- [指示と条件]: 演劇ゼミについての文章から、「それでもセリフ覚えが間に合わず、人に迷惑をかけまくるなか、」から「までやる」ことが目標だった。」までの部分を一字一句変えずに書き写してもらえますか?

- [提示された文章]:
────────────────

2ヶ月間で何を学んだ?演劇で見つけた「ありたい姿」

一月とは思えない、ぽかぽか陽気にまったりする今日このごろ。
溜まっていた洗濯物をぜんぶ片付けてその勢いで部屋の隅に溜まっていたホコリもぜんぶ掃除機で吸い取って、とても嬉しい気分!
晴れの日最高だ…!

ずっとnoteに書きたかった、去年参加した天狼院書店の「演じるコミュニケーション・ゼミ」。
なぜ今さら記事を書くのかというと、年末に一年の振り返りをしていたら、この出来事が去年で一番、わたしの今の日常にインパクトを与えた出来事の一つだったから。


参加を決めたとき、達成したいことは3つあった。

・あたたかい場を作るためにはどうしたらいいか考えること
・何を言っても大丈夫な場をつくるにはどうしたらいいか考えること
・怒れるようになること(※普段怒ることができない私が、前に中島先生のワークショップに行ったときに怒る体験をしたのだが、それが本当に気持ち良かった。北島選手ばりに「チョー気持ちいい!」と叫びたくなった。)

アートを用いた課題解決、私もよく考えるテーマでもあるけど、なんだか正体不明のうさんくささを感じがち(失礼)。

でも、何度か教えていただいたことのある先生への信頼から、参加してみることにした。

私がいただいたのは、ありがたくもほぼ主役だった。
ちなみに補足しておくと、小学生のときの学芸会で上演した「スイミー」で、私がもらったのは深海のワカメ役。舞台の上でゆらゆら揺れるだけの役。この20年で、藻類から人類に進化した。嬉しい。

劇は、通しで約1時間ある。
台本の自分のセリフにマーカーを付けていくと、ほぼすべてのページに色が付いた。
電車の中でも、練習場でも、台本を読んだ。
(…というのはちょっと嘘で、気がつけば水曜日で、慌てて当日に詰め込む、みたいなことも、しばしばあった)
練習場では、
期末試験前の学生のように、自分の番がくる数秒前まで台本とにらめっこした。
間違えないように、ど忘れしないように、人に迷惑かけないように。

それでもセリフ覚えが間に合わず、人に迷惑をかけまくるなか、
一人、また一人と、他の人が演じる役はどんどん個性豊かになっていく。
ただの「怒り」が、「悲しみを含んだ怒り」に、
ただの「喜び」が、「孤独を乗り越えたあとの喜び」に、、
どんどん役が分厚くなるし、本当に「生きている」感じになっていく。

とても焦った。
結局最後の練習でもうまくいかず、先生に「台本一日50回読んできて!」と言わせてしまった。その回数の無理さよりも、それを一週間前に言われてしまうことが恥ずかしかった。


いよいよ発表会当日、先生は言った。
「本番中は何が起こるかわかりません。何かあったらみんなで協力して、なんとかしましょう。なんとか最後までやりきりましょう。」
…「お客さんを感動させよう」とか「満足させよう」とかではなく、とにかく「最後までやる」ことが目標だった。

Show Must Go On.


舞台が暗転する。
ギターの音楽が鳴る。

────────────────

ポイントラベリングの例:
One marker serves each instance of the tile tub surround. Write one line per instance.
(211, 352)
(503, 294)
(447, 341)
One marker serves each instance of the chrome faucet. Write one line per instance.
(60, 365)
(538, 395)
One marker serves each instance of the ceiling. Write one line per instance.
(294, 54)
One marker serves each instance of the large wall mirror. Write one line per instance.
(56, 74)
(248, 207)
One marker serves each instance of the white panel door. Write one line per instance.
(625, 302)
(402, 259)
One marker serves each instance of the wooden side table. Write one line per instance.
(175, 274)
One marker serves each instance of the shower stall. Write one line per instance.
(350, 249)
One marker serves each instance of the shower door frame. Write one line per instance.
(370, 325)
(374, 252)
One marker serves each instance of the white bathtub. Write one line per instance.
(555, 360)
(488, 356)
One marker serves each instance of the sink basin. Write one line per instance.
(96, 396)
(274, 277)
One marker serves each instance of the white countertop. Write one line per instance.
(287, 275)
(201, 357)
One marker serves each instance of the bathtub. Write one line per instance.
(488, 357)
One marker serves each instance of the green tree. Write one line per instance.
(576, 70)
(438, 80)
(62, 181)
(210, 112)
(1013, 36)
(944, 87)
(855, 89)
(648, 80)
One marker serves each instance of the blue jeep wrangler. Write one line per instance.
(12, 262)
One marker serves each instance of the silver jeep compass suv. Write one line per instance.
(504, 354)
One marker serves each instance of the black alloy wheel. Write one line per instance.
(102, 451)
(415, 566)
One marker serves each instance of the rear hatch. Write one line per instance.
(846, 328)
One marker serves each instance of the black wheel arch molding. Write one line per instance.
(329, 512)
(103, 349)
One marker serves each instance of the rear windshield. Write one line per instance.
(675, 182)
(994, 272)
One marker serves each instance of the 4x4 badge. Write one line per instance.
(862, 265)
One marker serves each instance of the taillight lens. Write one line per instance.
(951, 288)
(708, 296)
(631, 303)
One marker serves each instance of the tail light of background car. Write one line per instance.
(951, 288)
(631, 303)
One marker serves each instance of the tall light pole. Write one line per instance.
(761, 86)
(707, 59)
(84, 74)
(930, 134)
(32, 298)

────────────────

- [完全な回答]:
それでもセリフ覚えが間に合わず、人に迷惑をかけまくるなか、
一人、また一人と、他の人が演じる役はどんどん個性豊かになっていく。
ただの「怒り」が、「悲しみを含んだ怒り」に、
ただの「喜び」が、「孤独を乗り越えたあとの喜び」に、、
どんどん役が分厚くなるし、本当に「生きている」感じになっていく。

とても焦った。
結局最後の練習でもうまくいかず、先生に「台本一日50回読んできて!」と言わせてしまった。その回数の無理さよりも、それを一週間前に言われてしまうことが恥ずかしかった。


いよいよ発表会当日、先生は言った。
「本番中は何が起こるかわかりません。何かあったらみんなで協力して、なんとかしましょう。なんとか最後までやりきりましょう。」
…「お客さんを感動させよう」とか「満足させよう」とかではなく、とにかく「最後までやる」ことが目標だった。